-- Start of Supplied passage --

Jefferson City, MO  Annuities

Serving Jefferson City, Columbia, Osage Beach, Hermann, Fulton Missouri

Retirement Planning

Are you worried that you will live longer than you can afford to? When you invest in an annuity account you will receive income in the future, subject to the terms, conditions, and limitations of the plan.

Annuities are not new to the world of investments. However, they have become very popular in recent years because people are looking for safe (sometimes guaranteed) ways to make high returns on investments. An annuity is an agreement you reach with an insurance company where you build up funds that will be paid by the insurance company at a later time. This will be based on your needs. If you have a fixed annuity the investment and earned are guaranteed. You will get a fixed payment that is stated in a contract. The cash is paid to you in the form that you choose.

Why Annuities Are Popular Investments | My Introduction to Annuities

I did not know much about annuities until 2009. In the midst of the worst recession since the Great Depression of the 1930s, my in box in 2009 was being bombarded by employment opportunities with insurance companies. I found this to be quite odd given the horrible employment situation at the time. Nobody else seemed to be hiring except for insurance companies that appeared to be desperate to add sales staff. The reason for this hiring spree by insurance companies was a great uptick in demand for safe guaranteed investment returns by investors who had pulled their money out of the highly volatile stock market that had just suffered one of its worst crashes in history. During 2009 and in the years immediately following, weary stock market investors began to explore and then invest in annuities to secure a decent return on investment in a relatively safe manner. Investing in annuities suddenly became popular with Main Street America, and insurance companies needed to boost their sales staffs to meet the new demand for their annuity products.

-- End of Supplied passage --
-- Start of Raw records --

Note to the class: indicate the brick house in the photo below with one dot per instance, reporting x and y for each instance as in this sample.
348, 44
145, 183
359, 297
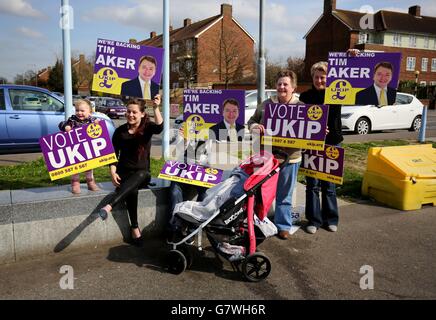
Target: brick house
214, 50
410, 33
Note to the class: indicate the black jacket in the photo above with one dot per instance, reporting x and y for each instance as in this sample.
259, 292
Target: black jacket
334, 123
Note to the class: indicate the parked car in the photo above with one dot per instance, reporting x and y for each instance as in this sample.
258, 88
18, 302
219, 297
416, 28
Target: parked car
113, 108
59, 94
404, 114
23, 123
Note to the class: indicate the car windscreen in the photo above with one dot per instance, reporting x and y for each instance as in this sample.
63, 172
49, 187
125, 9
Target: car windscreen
114, 103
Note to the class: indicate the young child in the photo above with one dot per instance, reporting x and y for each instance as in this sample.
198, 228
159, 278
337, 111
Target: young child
81, 118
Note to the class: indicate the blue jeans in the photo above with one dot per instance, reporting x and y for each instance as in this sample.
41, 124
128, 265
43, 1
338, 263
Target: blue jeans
326, 215
179, 194
285, 187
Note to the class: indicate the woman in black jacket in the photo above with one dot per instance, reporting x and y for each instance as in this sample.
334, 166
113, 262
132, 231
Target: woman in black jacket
132, 144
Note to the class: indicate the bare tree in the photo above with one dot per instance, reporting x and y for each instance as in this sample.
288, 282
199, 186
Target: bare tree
230, 58
187, 62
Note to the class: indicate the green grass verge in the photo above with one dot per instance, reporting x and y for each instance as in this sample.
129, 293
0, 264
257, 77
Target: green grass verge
34, 174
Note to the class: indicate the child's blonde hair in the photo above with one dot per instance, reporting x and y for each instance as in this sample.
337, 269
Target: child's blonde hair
84, 101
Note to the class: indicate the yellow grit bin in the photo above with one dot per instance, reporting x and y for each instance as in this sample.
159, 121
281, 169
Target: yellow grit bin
401, 177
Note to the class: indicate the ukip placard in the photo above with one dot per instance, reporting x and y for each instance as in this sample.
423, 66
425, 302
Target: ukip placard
209, 114
127, 69
81, 149
325, 165
295, 126
191, 174
369, 78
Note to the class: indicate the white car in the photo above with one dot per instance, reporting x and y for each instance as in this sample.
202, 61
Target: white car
404, 114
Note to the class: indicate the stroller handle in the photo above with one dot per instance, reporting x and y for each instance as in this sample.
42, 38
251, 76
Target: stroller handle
284, 155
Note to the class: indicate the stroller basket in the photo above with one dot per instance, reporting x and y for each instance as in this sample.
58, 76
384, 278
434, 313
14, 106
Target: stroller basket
231, 230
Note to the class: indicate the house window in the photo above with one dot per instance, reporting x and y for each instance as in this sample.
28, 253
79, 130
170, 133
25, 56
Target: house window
411, 63
363, 37
175, 47
424, 64
412, 41
397, 40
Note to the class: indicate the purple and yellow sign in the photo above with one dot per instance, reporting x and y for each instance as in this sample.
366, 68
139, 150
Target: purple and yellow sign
123, 68
370, 78
325, 165
191, 174
295, 126
213, 111
81, 149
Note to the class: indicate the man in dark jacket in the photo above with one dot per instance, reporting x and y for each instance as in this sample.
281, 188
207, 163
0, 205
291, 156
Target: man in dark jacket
228, 129
379, 94
328, 214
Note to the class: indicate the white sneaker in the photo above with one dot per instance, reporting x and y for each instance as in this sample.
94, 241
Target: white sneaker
333, 228
311, 229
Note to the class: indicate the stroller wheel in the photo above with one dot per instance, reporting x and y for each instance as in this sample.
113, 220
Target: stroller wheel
256, 267
187, 252
176, 262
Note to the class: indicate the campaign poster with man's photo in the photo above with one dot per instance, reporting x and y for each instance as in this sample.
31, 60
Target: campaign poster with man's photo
214, 114
295, 125
81, 149
127, 69
369, 78
325, 165
192, 174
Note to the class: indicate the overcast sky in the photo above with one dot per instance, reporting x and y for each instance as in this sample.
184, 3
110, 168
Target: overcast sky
31, 37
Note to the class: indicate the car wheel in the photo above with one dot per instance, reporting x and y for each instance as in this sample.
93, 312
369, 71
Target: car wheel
416, 124
363, 126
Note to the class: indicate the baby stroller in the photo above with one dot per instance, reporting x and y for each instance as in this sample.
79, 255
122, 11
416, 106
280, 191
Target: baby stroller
231, 229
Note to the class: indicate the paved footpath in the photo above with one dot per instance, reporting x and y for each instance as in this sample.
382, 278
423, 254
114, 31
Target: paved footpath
398, 246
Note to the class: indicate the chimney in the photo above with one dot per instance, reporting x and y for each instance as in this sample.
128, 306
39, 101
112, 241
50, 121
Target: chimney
226, 9
186, 22
415, 11
329, 6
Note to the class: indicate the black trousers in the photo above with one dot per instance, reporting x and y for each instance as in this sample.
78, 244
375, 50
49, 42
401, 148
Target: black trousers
131, 182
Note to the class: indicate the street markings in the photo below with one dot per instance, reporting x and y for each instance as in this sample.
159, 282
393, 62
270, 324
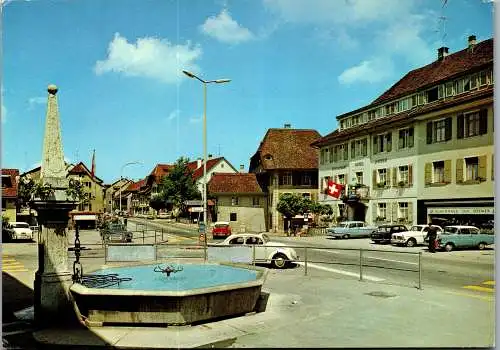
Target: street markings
486, 286
10, 264
341, 272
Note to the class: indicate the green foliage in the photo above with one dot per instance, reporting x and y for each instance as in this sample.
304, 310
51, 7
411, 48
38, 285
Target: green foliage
291, 204
76, 192
179, 186
43, 191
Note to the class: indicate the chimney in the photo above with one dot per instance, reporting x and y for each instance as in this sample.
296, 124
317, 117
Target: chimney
442, 53
472, 42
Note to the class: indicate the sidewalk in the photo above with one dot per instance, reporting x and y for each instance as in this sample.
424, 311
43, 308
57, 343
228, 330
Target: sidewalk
339, 313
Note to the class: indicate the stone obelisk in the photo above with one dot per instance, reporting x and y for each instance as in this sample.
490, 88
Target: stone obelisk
53, 278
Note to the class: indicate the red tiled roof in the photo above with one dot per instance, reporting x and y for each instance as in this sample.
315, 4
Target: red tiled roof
288, 149
403, 117
234, 183
439, 70
210, 164
10, 191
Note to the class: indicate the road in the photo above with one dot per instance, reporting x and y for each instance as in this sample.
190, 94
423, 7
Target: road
467, 273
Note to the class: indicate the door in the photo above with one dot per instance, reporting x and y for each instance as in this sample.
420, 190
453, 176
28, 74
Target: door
260, 249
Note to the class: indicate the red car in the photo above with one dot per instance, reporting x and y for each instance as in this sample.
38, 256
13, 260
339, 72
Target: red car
221, 229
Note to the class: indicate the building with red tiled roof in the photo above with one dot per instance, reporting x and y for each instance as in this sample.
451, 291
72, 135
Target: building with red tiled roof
239, 200
422, 150
285, 162
9, 193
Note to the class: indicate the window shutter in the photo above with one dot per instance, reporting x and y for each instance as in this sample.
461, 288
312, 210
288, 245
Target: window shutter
447, 171
492, 167
394, 216
460, 170
447, 132
483, 121
428, 173
460, 126
429, 132
482, 167
410, 212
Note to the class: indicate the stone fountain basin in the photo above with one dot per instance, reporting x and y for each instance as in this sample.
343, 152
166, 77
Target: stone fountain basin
169, 307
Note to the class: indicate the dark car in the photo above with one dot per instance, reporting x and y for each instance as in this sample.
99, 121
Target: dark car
384, 232
115, 232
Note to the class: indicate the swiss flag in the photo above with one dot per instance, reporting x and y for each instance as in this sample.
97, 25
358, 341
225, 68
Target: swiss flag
334, 189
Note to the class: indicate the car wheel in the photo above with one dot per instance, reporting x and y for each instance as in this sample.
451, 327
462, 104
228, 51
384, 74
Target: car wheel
280, 261
411, 242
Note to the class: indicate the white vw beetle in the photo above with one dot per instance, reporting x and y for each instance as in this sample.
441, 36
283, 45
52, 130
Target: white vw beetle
416, 235
275, 253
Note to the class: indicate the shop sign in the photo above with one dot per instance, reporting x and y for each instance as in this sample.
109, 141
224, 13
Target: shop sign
462, 211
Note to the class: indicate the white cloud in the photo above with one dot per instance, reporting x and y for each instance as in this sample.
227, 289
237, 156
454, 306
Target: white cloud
371, 71
225, 29
150, 58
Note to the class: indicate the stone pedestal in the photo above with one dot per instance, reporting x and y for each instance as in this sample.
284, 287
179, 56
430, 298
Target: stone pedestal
53, 278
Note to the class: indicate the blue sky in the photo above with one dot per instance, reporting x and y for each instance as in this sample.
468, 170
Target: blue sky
118, 65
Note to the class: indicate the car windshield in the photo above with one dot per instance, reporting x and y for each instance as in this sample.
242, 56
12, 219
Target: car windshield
450, 230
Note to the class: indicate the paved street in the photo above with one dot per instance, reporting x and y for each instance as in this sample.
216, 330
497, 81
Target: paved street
466, 275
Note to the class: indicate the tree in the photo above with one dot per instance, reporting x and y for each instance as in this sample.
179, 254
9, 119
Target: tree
179, 186
76, 192
156, 202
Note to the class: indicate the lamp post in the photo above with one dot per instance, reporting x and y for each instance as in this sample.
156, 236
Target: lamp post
121, 177
204, 193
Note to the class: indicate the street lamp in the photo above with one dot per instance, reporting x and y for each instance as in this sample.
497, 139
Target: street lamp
121, 178
204, 194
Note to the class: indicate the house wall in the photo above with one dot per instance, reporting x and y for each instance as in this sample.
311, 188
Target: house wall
249, 218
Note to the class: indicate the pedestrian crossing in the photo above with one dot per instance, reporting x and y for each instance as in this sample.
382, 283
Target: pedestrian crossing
9, 264
484, 287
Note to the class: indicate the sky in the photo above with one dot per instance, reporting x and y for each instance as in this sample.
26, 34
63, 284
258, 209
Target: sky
118, 66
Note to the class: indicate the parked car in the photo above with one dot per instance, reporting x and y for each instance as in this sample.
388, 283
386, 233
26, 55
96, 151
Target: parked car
416, 235
221, 229
18, 230
349, 229
115, 232
275, 253
454, 237
383, 234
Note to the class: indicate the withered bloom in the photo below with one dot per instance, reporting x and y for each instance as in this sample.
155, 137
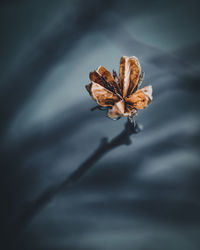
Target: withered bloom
120, 94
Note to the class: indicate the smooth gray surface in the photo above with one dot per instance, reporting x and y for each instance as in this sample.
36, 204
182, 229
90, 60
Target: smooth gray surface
144, 196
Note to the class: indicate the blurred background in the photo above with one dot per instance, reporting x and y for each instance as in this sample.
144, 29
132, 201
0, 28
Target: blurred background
143, 196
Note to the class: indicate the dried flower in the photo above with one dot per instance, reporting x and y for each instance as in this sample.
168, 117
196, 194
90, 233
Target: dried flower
120, 94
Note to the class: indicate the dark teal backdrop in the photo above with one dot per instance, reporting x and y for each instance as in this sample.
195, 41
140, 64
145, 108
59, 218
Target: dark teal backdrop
142, 196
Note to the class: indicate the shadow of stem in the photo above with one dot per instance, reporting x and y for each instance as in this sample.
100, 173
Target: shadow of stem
105, 146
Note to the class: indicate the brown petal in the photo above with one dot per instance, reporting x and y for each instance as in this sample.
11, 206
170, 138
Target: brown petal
101, 95
140, 99
107, 76
129, 74
117, 110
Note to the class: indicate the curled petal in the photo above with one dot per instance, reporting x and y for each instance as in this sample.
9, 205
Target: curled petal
101, 95
117, 110
107, 76
129, 74
140, 99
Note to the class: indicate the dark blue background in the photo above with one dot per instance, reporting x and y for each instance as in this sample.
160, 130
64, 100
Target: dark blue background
144, 196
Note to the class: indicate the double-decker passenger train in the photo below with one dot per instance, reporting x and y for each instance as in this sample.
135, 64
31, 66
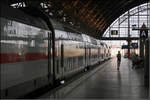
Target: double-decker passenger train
31, 58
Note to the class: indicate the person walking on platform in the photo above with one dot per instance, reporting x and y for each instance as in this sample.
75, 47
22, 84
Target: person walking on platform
118, 60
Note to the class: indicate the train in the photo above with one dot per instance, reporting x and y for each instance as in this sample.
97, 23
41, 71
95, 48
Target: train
32, 55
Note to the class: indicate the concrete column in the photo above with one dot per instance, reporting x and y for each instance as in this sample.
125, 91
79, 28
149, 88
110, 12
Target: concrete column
129, 34
142, 48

-- End of Raw records --

_To-do list_
1. Answer these from the annuities page:
(a) Which places does the page say it serves?
(b) According to the page, with what kind of company is an annuity agreement made?
(c) In what year was the writer's in box bombarded by employment opportunities with insurance companies?
2. List every line of the listing that contains the string "decker".
The annuities page and the listing after it come from separate sources.

_Solutions to the tasks_
1.
(a) Jefferson City, Columbia, Osage Beach, Hermann, and Fulton, Missouri.
(b) An insurance company.
(c) 2009.

2.
Note to the class: indicate the double-decker passenger train in the photo below with one dot per instance, reporting x and y for each instance as in this sample.
Target: double-decker passenger train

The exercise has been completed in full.